▶ THINGS TO DO
a: Decide whether each statement below agrees with the text on LCC. Answer yes or no for each, and quote the words of the text that decide it.
(i) LCC first appears only in childhood.
(ii) There are currently effective treatments for people with LCC.
(iii) The gene SNORD118 encodes a small nucleolar RNA called U8.
b: Using the text on LCC below, answer these questions:
(i) In what year was the LCC disease-associated gene identified?
(ii) What term is given for the disease of the small blood vessels in the brain?
(iii) Which university is Ray O'Keefe from?

▶ DOCUMENT EXCERPT
******
Leukoencephalopathy with calcification and cysts (LCC) is a rare Mendelian disease affecting the brain, with patients experiencing progressive features including seizures, motor difficulties, cognitive decline and early death. Although LCC most often presents in childhood, the disease can first manifest at any age from infancy to late adulthood, with no genetic correlation yet known to explain the variation in age of onset. Until recently there was no diagnostic blood test for the disease, and there are currently no effective treatments for those affected.

The name LCC refers to the changes observed on brain imaging of patients; these include white matter damage (‘leukodystrophy’), a particular pattern of cerebral calcification, and the presence of ‘holes’ (cysts) in the brain tissue. Examination of brain samples taken from patients shows that the disease affects the small blood vessels in the brain, a so-called microangiopathy.

Following their identification, in 2016, of the LCC disease-associated gene (SNORD118), Prof Crow’s group have recently published a zebrafish model of LCC, and reported on the largest series of LCC patients yet described. SNORD118 encodes a small nucleolar RNA (snoRNA) called U8, which plays a key role in the biology of ribosomes, an integral component of the cellular translation machinery. How dysfunction of U8 leads to the problems seen in the brain blood vessels is yet to be established.

In the MRC awarded project, Yanick Crow and his group, together with Ray O’Keefe from the University of Manchester, Denis Lafontaine from the IMBM in Brussels, and HGU colleagues Greg Kudla and Javier Caceres, will combine their access to patient material and clinical data with experimental cellular systems and their zebrafish model to try to better understand the pathology of LCC. These studies will help to explain how the snoRNA U8 functions to maintain healthy brain blood vessels, and how disruption of U8 function leads to the development of disease. Such insights should take us nearer to a treatment for the devastating disorder LCC, and perhaps shed light on other diseases of the cerebral vasculature including stroke.

 

We are delighted to receive such generous funding from the MRC to study the orphan disease LCC. This award will allow us to shed new light on the function of the understudied snoRNA U8, and represents a real source of hope for affected parents and their families.
******
▶ RECORDS SHOWN
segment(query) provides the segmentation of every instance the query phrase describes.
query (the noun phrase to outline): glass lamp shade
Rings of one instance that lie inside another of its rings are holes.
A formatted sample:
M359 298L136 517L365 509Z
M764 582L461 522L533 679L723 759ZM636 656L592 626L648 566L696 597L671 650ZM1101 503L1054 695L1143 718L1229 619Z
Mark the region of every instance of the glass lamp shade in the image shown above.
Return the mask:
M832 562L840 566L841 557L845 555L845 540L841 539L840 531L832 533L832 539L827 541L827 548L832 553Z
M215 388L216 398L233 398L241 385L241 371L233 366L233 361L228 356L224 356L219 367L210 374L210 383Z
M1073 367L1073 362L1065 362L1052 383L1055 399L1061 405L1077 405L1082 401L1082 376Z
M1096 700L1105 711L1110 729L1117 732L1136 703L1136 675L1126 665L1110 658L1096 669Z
******
▶ RESPONSES BY ITEM NUMBER
a:
(i) No: "the disease can first manifest at any age from infancy to late adulthood"
(ii) No: "there are currently no effective treatments for those affected"
(iii) Yes: "SNORD118 encodes a small nucleolar RNA (snoRNA) called U8"

b:
(i) 2016
(ii) Microangiopathy
(iii) The University of Manchester